Reproduce the lines below with "distant rocky outcrop" renamed to "far-off rock ledge" and nothing else changed. Leave the pictures out.

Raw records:

:::::

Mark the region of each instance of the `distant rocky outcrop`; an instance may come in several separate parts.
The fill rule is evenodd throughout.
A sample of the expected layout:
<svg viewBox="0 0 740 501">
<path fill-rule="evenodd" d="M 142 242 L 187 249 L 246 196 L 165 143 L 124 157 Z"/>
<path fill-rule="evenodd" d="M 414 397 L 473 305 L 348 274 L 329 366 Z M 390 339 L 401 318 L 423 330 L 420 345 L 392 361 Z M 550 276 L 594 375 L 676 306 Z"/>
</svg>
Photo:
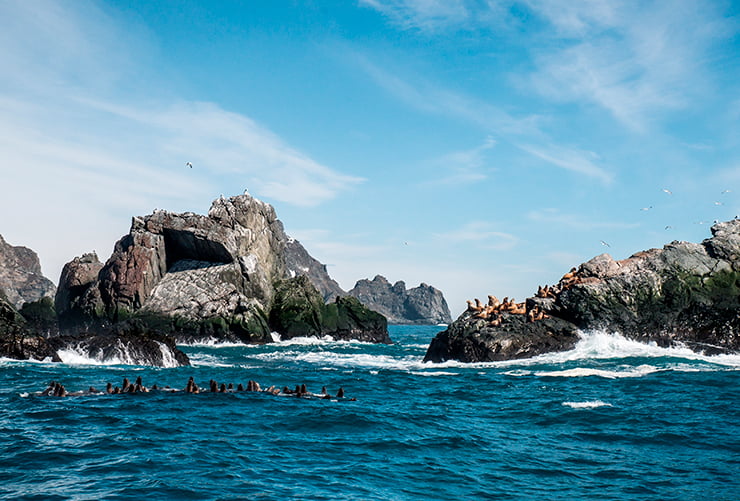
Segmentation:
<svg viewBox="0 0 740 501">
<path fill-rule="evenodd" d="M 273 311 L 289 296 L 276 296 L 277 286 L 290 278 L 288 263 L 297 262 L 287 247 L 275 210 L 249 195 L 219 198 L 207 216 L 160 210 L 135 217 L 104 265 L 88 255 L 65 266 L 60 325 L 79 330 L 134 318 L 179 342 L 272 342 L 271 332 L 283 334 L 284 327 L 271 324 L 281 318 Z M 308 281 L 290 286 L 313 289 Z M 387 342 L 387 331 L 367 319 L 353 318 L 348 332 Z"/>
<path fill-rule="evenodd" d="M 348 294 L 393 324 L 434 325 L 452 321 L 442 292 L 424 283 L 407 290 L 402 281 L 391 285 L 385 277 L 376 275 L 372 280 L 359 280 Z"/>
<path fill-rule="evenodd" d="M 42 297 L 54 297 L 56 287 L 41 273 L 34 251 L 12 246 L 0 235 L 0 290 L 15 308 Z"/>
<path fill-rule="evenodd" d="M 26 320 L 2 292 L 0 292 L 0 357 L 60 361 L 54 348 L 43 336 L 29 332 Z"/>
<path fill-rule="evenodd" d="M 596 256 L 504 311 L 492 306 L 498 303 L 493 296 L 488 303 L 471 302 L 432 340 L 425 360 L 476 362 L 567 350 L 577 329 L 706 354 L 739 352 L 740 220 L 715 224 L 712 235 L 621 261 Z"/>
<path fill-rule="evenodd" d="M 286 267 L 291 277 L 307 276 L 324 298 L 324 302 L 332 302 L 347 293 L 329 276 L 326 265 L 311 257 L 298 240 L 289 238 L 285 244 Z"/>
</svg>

:::::

■ REPLY TO THE TASK ■
Mark the region of each instance of the `far-off rock ledge`; an instance may come in several separate parts.
The fill rule is evenodd throughout.
A sample of the expected layout:
<svg viewBox="0 0 740 501">
<path fill-rule="evenodd" d="M 142 242 L 187 249 L 246 196 L 165 143 L 124 157 Z"/>
<path fill-rule="evenodd" d="M 414 397 L 473 305 L 348 274 L 329 366 Z M 390 339 L 401 318 L 423 330 L 420 345 L 392 361 Z M 550 276 L 594 375 L 676 306 Z"/>
</svg>
Photo:
Segmentation:
<svg viewBox="0 0 740 501">
<path fill-rule="evenodd" d="M 273 311 L 289 296 L 276 296 L 277 286 L 290 278 L 288 263 L 297 262 L 287 247 L 275 210 L 249 195 L 219 198 L 207 216 L 160 210 L 135 217 L 104 265 L 88 255 L 65 266 L 60 325 L 79 330 L 134 318 L 179 342 L 272 342 L 271 332 L 283 334 L 284 327 L 271 324 L 281 318 Z M 308 281 L 290 286 L 313 289 Z M 387 342 L 387 331 L 367 319 L 353 318 L 348 332 Z"/>
<path fill-rule="evenodd" d="M 348 294 L 393 324 L 434 325 L 452 321 L 442 292 L 424 283 L 407 290 L 402 281 L 391 285 L 385 277 L 376 275 L 372 280 L 359 280 Z"/>
<path fill-rule="evenodd" d="M 42 297 L 54 297 L 56 287 L 41 273 L 34 251 L 12 246 L 0 235 L 0 290 L 15 308 Z"/>
<path fill-rule="evenodd" d="M 26 320 L 2 292 L 0 292 L 0 357 L 60 361 L 54 348 L 43 336 L 29 332 Z"/>
<path fill-rule="evenodd" d="M 596 256 L 504 311 L 492 306 L 498 303 L 493 296 L 488 303 L 471 302 L 432 340 L 425 360 L 476 362 L 567 350 L 577 329 L 706 354 L 739 352 L 740 220 L 715 224 L 712 235 L 621 261 Z"/>
<path fill-rule="evenodd" d="M 286 267 L 291 277 L 307 276 L 324 298 L 324 302 L 332 302 L 347 293 L 329 276 L 326 265 L 311 257 L 298 240 L 289 238 L 285 244 Z"/>
</svg>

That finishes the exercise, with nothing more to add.